Start of Block

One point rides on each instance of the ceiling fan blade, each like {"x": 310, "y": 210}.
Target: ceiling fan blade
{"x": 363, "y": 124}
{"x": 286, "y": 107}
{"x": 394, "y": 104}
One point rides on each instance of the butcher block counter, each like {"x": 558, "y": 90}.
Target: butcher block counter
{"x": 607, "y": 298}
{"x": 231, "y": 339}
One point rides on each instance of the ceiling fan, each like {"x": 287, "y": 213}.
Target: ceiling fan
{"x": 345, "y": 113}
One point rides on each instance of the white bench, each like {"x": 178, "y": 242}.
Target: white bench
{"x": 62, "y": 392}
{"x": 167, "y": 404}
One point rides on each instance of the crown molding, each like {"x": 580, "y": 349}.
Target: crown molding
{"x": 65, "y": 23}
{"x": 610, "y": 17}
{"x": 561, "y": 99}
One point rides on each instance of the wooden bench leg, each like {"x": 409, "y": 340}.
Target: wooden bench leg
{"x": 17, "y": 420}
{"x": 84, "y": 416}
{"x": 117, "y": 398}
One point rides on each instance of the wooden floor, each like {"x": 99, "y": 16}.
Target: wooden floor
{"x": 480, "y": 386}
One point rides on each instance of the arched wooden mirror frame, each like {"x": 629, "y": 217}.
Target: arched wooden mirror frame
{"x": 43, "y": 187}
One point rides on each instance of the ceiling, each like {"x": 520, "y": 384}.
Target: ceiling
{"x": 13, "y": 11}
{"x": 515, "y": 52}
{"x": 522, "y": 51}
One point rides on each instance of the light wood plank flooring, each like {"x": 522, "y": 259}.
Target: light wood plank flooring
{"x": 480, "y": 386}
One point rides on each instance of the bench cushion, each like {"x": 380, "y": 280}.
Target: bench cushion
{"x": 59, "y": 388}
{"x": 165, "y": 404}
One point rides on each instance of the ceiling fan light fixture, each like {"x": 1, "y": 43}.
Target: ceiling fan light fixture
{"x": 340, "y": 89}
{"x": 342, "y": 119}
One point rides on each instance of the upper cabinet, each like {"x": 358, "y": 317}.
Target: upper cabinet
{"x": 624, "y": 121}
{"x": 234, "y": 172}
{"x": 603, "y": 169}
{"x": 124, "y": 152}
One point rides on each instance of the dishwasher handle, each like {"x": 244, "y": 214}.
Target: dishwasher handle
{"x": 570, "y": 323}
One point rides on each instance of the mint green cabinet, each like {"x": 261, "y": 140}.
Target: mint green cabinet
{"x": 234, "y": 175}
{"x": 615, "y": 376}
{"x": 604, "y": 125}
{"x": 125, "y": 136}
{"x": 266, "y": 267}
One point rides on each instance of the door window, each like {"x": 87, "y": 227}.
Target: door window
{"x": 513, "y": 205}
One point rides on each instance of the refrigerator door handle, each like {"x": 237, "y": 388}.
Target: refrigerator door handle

End of Block

PROBLEM STATEMENT –
Lines from the one containing "One point rides on each instance of the mint" to the end of the data are to be printed exactly, including the first and last.

ANSWER BOX –
One point rides on each instance of the mint green cabinet, each like {"x": 261, "y": 140}.
Target: mint green cabinet
{"x": 234, "y": 175}
{"x": 615, "y": 376}
{"x": 604, "y": 125}
{"x": 125, "y": 136}
{"x": 266, "y": 267}
One point rides on each instance of the door window, each like {"x": 87, "y": 227}.
Target: door window
{"x": 513, "y": 205}
One point rides on each instance of the refrigerator door handle, each like {"x": 237, "y": 388}.
Target: refrigerator door handle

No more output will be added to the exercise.